• [Reading text]:
***
67% City Dwellers Throw Waste in Water Bodies, Lanes: Report
Asem Mohiuddin (Rising Kashmir)
Srinagar: As many as 67 percent people in Srinagar city throw away waste and garbage in water bodies and public places like roads, lanes and by-lanes, reveals a report of Environment Committee 2011-12. “Only 23 per cent use dustbins provided by the SMC,” the report quotes the door-to-door survey conducted by Srinagar Municipal Corporation (SMC).
However, according to the report, SMC claims to have initiated massive campaigns by involving NGOs, schools and community-based organizations to educate the masses to make use of dustbins.
\As per the report Dal Lake and Brari Nambal Lagoon suffer the most due to the people’s un-civic nature. To preserve these water bodies, SMC claims to have launched cleanliness drive of those unattended areas around the Dal Lake and Brari Numbal Lagoon. “With the help of special boats like Kuchues, the SMC has launched a drive for the retrieval of polythene and solid waste from these water bodies,” the report reads.
What has been the major hurdle for SMC in conducting cleanliness drive efficiently is shortage of scavengers. It has said in the report that SMC had only 2700 scavengers against the requirement of 3700 thus posing a major challenge to keep all areas clean and hygienic.
The report also reveals that SMC has inadequate, old and outdated fleet available to transfer the garbage to the dumping sites.
***
• [Source information]:

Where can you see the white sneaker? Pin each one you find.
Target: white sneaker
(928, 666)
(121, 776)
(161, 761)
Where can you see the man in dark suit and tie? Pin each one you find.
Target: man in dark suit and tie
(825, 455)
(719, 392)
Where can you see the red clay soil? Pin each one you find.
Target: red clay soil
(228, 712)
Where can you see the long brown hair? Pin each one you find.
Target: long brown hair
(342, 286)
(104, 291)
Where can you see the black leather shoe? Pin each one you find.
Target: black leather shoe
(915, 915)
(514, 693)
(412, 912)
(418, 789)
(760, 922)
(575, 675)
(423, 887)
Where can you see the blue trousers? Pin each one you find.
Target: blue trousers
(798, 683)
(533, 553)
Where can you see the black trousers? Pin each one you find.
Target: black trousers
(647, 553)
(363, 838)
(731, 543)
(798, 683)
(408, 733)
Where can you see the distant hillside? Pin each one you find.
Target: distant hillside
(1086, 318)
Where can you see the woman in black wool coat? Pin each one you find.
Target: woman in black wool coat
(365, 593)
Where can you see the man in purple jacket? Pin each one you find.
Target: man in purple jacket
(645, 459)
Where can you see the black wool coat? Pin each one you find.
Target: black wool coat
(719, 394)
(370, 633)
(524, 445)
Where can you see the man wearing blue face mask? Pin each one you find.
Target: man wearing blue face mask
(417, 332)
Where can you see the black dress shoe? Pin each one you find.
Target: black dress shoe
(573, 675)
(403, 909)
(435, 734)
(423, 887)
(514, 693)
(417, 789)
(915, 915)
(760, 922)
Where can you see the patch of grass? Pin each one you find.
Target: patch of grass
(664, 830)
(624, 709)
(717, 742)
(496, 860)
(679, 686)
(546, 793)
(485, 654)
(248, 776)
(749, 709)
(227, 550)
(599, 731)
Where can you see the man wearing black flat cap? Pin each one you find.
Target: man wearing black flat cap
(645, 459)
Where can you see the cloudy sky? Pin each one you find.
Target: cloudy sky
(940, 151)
***
• [Prompt]: Continue the report on waste disposal in Srinagar, starting after its last sentence.

• [Output]:
Even though the Pollution Control Board has lodged FIRs against many hospitals and served notices for failing to use modern treatment plants for bio-medical waste treatment, the committee said PCB, Health department and concerned agencies need to do a lot to ensure an eco-friendly environment.
“Despite the directions of Supreme Court to ensure use of modern Bio-Medical Treatment Plants by hospitals, work done by the Health Department, PCB and other concerned agencies is not up to the mark and all have to put lots of efforts to ensure eco-friendly environment,” the committee rued. The committee said that the State not only lacks modern devices and equipment but also faces shortage of manpower required in the process of bio-medical waste management. “The comprehensive action plan is required for the treatment of bio-medical waste. The sufficient budgetary provision is also required for the purpose of management of bio-medical waste of hospitals,” the committee suggests.
Interestingly, hundreds of crores of rupees have been pumped in for last many years to preserve the water bodies especially the Dal Lake, Wular and Hokersar.